**The problem**.
An exact copy is needed of the lines from the line holding "If you could mark the piano" through the final line of the listing below, both included.
* * *
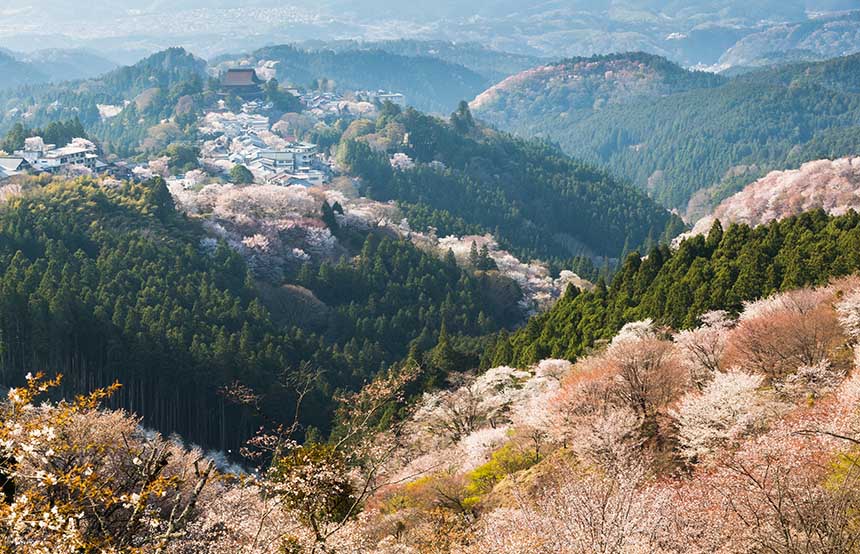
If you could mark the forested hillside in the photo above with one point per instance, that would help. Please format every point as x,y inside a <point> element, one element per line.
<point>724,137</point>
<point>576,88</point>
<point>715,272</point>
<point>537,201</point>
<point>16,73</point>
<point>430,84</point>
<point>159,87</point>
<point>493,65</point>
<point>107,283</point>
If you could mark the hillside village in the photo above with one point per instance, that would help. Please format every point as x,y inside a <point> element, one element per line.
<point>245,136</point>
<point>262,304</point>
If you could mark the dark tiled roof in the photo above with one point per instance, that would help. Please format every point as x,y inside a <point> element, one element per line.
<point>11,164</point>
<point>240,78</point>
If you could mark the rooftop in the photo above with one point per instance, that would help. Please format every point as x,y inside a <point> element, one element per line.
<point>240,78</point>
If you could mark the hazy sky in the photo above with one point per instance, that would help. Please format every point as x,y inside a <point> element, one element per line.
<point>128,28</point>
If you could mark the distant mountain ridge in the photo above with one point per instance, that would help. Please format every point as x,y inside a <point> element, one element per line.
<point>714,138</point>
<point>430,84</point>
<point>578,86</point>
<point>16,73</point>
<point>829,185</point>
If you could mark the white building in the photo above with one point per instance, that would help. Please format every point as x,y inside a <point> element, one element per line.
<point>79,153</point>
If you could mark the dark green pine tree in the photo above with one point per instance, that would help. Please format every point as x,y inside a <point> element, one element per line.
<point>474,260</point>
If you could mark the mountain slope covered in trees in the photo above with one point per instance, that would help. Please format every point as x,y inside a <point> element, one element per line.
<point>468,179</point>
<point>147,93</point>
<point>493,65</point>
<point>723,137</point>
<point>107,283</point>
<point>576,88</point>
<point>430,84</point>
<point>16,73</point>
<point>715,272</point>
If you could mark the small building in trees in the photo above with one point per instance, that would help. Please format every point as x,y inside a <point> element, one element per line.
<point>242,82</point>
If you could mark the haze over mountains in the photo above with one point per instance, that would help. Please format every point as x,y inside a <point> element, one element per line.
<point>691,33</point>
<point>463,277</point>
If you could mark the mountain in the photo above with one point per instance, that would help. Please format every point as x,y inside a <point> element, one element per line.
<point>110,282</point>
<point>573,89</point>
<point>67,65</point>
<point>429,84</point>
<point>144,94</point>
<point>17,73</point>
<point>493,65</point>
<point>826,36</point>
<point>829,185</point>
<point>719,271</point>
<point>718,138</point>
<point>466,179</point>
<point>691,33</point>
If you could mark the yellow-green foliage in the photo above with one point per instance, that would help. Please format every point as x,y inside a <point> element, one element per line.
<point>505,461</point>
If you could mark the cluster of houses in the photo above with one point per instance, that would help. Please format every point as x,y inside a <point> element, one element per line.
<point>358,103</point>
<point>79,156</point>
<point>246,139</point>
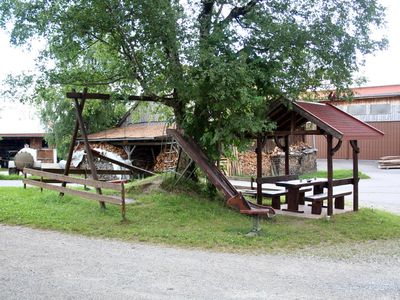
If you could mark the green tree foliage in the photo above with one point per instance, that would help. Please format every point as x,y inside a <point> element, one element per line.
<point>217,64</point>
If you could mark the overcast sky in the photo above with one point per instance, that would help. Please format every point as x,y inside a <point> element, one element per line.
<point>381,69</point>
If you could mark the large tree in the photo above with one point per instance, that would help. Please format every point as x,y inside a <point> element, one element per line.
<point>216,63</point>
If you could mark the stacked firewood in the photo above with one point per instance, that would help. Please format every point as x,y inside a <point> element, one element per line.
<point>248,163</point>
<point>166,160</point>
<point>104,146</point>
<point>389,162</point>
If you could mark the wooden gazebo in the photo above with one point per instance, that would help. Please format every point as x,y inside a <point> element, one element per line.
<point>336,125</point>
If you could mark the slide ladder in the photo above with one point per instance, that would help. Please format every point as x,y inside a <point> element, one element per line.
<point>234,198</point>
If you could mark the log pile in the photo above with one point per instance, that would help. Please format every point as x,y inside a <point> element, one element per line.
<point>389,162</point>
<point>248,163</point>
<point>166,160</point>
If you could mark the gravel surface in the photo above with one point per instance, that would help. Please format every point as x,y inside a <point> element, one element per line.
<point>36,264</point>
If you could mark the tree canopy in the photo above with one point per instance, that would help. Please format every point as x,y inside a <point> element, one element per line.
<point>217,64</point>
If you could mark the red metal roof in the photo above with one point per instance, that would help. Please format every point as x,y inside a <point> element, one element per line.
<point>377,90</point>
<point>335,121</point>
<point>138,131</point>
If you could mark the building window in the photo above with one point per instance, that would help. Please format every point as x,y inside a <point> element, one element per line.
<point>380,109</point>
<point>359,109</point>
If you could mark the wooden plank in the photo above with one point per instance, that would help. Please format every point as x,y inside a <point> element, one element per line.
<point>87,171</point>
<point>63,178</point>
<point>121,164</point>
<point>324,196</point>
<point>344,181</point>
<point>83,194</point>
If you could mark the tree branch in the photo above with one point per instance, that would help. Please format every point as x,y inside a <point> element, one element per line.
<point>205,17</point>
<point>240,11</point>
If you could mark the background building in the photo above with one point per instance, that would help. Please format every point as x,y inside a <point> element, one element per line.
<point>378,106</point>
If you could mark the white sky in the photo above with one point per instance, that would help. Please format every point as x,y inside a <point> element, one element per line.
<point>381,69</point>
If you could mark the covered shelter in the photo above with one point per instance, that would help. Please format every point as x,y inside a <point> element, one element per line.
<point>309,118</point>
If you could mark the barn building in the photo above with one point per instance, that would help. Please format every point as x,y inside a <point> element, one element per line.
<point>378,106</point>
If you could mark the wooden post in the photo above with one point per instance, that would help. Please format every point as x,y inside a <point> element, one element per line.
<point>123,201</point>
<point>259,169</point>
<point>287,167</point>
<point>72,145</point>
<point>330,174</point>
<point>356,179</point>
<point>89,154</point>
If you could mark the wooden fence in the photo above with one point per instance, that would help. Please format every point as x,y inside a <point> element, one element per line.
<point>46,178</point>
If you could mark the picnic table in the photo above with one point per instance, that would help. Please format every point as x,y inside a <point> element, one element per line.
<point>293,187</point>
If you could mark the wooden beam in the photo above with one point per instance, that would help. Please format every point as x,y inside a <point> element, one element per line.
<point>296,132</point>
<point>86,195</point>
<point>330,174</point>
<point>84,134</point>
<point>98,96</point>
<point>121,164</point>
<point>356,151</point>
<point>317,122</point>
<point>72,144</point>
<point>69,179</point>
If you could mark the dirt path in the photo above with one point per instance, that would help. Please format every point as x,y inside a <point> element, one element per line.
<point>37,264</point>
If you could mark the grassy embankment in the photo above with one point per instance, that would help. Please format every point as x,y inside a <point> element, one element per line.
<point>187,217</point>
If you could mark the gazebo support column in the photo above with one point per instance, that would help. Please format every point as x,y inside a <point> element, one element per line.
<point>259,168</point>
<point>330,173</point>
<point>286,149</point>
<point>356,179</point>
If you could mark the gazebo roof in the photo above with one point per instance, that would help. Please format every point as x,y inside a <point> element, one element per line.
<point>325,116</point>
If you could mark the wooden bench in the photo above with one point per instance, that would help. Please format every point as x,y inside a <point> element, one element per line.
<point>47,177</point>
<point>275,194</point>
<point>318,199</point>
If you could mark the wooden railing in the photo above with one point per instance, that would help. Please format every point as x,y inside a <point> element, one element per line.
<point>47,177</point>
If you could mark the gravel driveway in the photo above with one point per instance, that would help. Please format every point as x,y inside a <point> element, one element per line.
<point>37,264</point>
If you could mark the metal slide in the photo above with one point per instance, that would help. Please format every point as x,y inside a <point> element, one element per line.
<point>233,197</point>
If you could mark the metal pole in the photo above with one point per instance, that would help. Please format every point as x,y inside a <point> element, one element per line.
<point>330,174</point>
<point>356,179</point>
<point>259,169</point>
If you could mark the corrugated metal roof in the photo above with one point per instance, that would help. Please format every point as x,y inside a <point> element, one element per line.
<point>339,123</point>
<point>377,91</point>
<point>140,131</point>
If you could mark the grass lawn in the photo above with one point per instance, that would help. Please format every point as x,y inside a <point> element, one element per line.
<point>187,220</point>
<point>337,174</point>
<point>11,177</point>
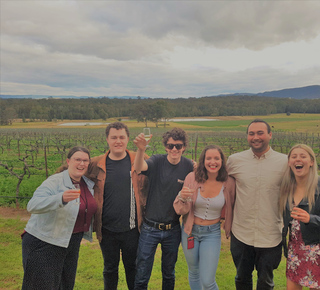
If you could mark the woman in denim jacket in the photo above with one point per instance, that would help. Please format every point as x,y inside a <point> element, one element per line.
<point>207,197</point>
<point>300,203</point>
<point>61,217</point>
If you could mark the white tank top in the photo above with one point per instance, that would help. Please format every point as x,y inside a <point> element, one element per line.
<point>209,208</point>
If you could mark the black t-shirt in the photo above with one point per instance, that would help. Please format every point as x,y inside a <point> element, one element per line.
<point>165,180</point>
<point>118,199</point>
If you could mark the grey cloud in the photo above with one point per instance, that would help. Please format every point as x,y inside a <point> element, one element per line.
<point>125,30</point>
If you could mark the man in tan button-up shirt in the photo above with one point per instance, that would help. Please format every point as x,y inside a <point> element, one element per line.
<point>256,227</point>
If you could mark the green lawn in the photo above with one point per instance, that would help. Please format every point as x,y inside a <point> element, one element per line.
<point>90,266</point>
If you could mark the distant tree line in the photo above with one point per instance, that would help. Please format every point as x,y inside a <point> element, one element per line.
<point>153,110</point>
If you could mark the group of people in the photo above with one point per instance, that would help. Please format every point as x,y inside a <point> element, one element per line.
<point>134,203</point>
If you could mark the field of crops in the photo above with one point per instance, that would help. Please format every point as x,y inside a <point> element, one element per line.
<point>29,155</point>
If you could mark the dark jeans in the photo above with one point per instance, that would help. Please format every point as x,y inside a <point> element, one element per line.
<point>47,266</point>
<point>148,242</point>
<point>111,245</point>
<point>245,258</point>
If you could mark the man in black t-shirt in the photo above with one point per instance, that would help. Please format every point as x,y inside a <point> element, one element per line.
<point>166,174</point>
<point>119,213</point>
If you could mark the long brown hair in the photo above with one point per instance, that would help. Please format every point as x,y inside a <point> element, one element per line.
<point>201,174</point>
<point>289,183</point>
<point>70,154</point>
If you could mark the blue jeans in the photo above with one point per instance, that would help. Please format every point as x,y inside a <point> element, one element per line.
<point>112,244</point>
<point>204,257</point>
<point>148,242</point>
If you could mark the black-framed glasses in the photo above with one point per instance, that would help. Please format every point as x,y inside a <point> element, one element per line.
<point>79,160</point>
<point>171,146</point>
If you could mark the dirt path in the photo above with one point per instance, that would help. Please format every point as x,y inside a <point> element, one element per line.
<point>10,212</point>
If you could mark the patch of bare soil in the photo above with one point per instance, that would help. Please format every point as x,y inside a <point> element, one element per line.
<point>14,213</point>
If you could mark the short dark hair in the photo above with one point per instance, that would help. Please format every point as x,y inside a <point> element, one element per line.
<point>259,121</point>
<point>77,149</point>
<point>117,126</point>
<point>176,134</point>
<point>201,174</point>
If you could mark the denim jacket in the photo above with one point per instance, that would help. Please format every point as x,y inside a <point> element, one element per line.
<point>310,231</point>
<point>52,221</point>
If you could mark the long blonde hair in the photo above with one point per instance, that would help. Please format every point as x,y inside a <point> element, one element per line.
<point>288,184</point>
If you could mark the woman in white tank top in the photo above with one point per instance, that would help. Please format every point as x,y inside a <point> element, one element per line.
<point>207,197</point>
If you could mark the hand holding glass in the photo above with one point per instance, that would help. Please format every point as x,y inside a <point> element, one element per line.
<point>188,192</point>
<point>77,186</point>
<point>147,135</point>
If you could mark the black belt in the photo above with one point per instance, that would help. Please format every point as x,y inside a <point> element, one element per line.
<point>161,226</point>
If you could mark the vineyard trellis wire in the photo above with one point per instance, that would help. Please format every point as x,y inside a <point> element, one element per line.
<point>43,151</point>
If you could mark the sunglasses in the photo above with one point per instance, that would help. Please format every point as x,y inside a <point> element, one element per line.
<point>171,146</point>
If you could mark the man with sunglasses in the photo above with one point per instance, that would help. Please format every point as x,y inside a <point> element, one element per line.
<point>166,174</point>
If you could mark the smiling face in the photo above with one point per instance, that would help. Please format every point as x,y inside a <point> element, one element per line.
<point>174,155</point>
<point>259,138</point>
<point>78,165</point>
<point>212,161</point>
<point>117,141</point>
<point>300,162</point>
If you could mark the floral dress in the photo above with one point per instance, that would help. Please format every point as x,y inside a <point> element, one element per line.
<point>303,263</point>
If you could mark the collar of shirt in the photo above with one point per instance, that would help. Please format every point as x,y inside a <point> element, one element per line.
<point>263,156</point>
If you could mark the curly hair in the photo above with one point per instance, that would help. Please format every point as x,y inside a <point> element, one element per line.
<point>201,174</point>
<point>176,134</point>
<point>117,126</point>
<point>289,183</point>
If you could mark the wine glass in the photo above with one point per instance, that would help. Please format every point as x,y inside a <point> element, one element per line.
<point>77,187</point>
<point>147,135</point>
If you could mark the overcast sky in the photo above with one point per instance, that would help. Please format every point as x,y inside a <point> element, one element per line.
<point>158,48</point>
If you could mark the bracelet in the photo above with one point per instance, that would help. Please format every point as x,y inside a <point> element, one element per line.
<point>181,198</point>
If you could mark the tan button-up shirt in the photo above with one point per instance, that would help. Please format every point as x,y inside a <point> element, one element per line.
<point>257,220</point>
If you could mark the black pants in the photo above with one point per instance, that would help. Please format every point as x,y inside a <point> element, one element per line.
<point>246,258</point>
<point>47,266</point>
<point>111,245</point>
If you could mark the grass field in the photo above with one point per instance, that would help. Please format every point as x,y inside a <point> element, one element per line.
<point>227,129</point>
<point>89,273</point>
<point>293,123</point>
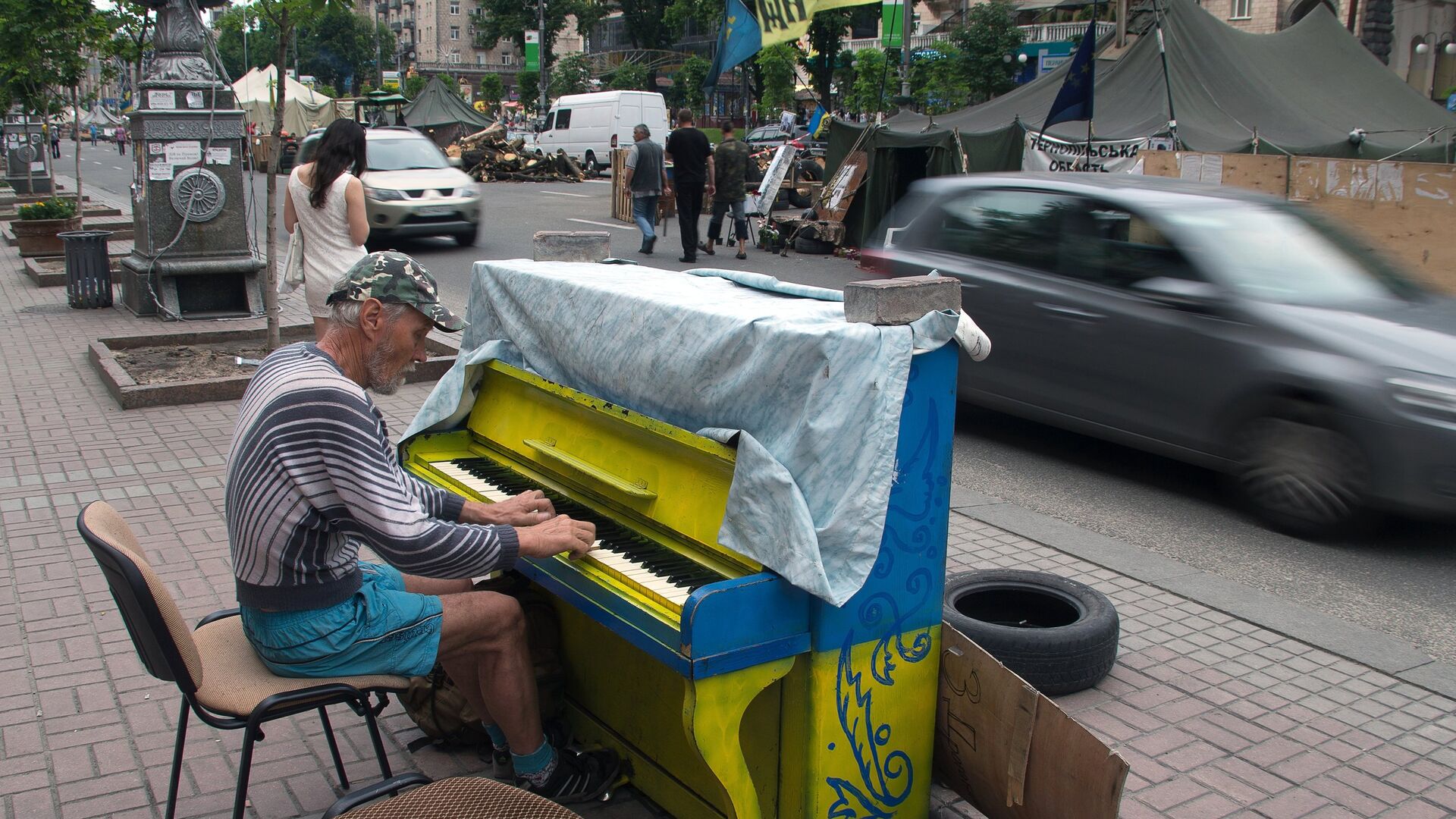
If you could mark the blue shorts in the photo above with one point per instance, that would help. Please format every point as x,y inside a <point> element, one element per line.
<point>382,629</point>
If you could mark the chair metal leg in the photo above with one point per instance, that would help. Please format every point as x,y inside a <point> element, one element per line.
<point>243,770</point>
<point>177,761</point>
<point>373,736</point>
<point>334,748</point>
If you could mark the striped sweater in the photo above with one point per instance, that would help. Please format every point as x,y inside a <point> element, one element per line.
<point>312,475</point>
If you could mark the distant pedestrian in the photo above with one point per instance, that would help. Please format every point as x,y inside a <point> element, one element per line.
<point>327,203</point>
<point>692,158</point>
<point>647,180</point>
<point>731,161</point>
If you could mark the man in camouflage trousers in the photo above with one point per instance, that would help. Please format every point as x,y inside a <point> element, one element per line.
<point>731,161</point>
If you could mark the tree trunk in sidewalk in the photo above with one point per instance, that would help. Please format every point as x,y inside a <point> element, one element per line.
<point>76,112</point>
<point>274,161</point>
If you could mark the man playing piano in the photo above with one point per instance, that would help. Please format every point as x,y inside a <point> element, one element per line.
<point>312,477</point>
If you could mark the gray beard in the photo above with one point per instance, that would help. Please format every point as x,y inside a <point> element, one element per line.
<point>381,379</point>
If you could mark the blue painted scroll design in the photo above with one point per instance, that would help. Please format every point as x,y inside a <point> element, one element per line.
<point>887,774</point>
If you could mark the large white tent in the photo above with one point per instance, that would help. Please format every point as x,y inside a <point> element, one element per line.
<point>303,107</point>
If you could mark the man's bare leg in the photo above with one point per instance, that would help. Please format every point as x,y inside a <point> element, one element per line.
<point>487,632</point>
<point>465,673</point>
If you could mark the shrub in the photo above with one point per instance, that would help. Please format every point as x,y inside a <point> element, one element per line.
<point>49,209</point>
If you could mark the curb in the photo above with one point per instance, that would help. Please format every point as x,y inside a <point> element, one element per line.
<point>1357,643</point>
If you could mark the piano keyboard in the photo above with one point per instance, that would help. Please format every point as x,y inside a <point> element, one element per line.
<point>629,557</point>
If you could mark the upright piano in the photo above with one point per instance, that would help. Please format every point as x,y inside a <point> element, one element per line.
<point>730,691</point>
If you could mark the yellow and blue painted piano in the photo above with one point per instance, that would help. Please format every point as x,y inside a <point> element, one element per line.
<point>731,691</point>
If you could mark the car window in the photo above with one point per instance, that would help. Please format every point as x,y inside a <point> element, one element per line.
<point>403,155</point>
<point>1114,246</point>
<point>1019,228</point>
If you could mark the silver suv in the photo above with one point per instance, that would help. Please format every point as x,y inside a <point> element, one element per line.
* * *
**The completed task**.
If you could mark the piano keyboard in the photo above with one point per instance, that would help. Please format every point as x,y inside a <point> element, one element per line.
<point>629,557</point>
If you could mark the upright piano in the photo above with one point per instance, that would help. Please format every point as x,y inside a <point> element, one element per line.
<point>730,691</point>
If you could mark the yellow and blue painted piano in the photo above with one point per instance, that would help. Please format every point as x,y inside a <point> element, one element per line.
<point>731,691</point>
If you could mark the car window in the photo above with one point per instance, that would help. Please format every point as x,y inside a <point> element, one element per line.
<point>403,155</point>
<point>1114,246</point>
<point>1019,228</point>
If you could mark the silver suv in the photo above with one point per instance, that would help. Please format every point as x,y inside a <point> element, one element per line.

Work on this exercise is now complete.